Carry on the Peter Gabriel career biography from its last sentence.

START Reading text

As the leader of Genesis in the early '70s, Peter Gabriel helped move progressive rock to new levels of theatricality. He was no less ambitious as a solo artist, but he was more subtle in his methods. With his first eponymous solo album in 1977, he began exploring darker, more cerebral territory, incorporating avant-garde, electronic, and worldbeat influences into his music. The record, as well as its two similarly titled successors, established Gabriel as a critically acclaimed cult artist, and with 1982's Security, he began to move into the mainstream; "Shock the Monkey" became his first Top 40 hit, paving the way for his multi-platinum breakthrough So in 1986. Accompanied by a series of groundbreaking videos and the number one single "Sledgehammer," So became a multi-platinum hit, and Gabriel became an international star. Instead of capitalizing on his sudden success, he began to explore other interests, including recording soundtracks and running his company Real World. By the time he returned to pop with 1992's Us, his mass audience had faded away and he spent the remainder of the '90s working on multimedia projects for Real World.
Following his departure from Genesis in 1976, Peter Gabriel began work on the first of three consecutive eponymously titled albums; each record was named Peter Gabriel, he said, as if they were editions of the same magazine. In 1977, his first solo album appeared and became a moderate success due to the single "Solsbury Hill." Another self-titled record followed in 1978, yet received comparatively weaker reviews. Gabriel's third eponymous album proved to be his artistic breakthrough, however. Produced by Steve Lillywhite and released in 1980, the album established Gabriel as one of rock's most ambitious, innovative musicians, as well as one of its most political -- "Biko," a song about a murdered antiapartheid activist, became one of the biggest protest anthems of the '80s. "Games Without Frontiers," with its eerie chorus, nearly reached the Top 40.
In 1982, Gabriel released Security, which was an even bigger success, earning positive reviews and going gold on the strength of the startling video for "Shock the Monkey." Just as his solo career was taking off, Gabriel participated in a one-shot Genesis reunion in order to finance his WOMAD -- World of Music, Arts and Dance -- Festival. WOMAD was designed to bring various world musics and customs to a Western audience, and it soon turned into an annual event, and a live double album was released that year to commemorate the event. As Gabriel worked on his fifth album, he contributed the soundtrack to Alan Parker's 1984 film Birdy. His score was highly praised and it won the Grand Jury Prize at Cannes that year. After founding Real World, Inc. -- a corporation devoted to developing bridges between technology and multiethnic arts -- in 1985, he completed his fifth album, So.
Released in 1986, So became Gabriel's commercial breakthrough, largely because his Stax homage "Sledgehammer" was blessed with an innovative video that combined stop-action animation with live action. So climbed to number two as "Sledgehammer" hit number one, with "Big Time" -- featuring a video very similar to "Sledgehammer" -- reaching the Top Ten and "In Your Eyes" hitting the Top 30. As So was riding high on the American and British charts, Gabriel co-headlined the first benefit tour for Amnesty International in 1986 with Sting and U2. Another Amnesty International Tour followed in 1988, and the following year, Gabriel released Passion: Music for The Last Temptation of Christ, a collection of instrumentals used in Martin Scorsese's film. Passion was the furthest Gabriel delved into worldbeat, and the album was widely acclaimed, winning the Grammy Award in 1989 for Best New Age Performance. In 1990, he released the hits compilation Shaking the Tree.

END Reading text
START Dataset

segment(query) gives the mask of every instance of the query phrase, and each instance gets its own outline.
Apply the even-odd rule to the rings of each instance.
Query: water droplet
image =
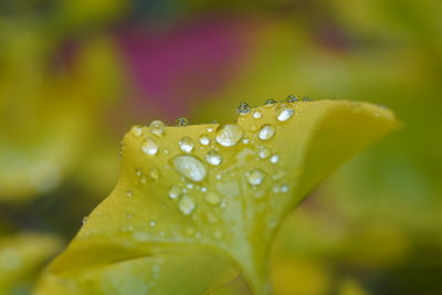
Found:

END Dataset

→ **Reply to the exercise**:
Gabriel labored long on the pop-music follow-up to So, finally releasing Us in the spring of 1992. During the recording of Us, Gabriel went through a number of personal upheavals, including a painful divorce, and those tensions manifested themselves on Us, a much darker record than So. For various reasons, not the least of which was the fact that it was released six years after its predecessor, Us wasn't as commercially successful as So, despite positive reviews. Only one single, the "Sledgehammer" knockoff "Steam," reached the Top 40, and the album stalled at platinum sales. In 1993, Gabriel embarked on the most ambitious WOMAD tour to date, touring the United States with a roster including Crowded House, James, and Sinéad O'Connor, with whom he had an on-off romantic relationship. The following year, he released the double-disc Secret World Live, which went gold. Later in 1994, he released the CD-ROM Xplora, one of many projects he developed with Real World. For the rest of the decade, Gabriel concentrated on developing more multimedia projects for the company and working on a new studio album.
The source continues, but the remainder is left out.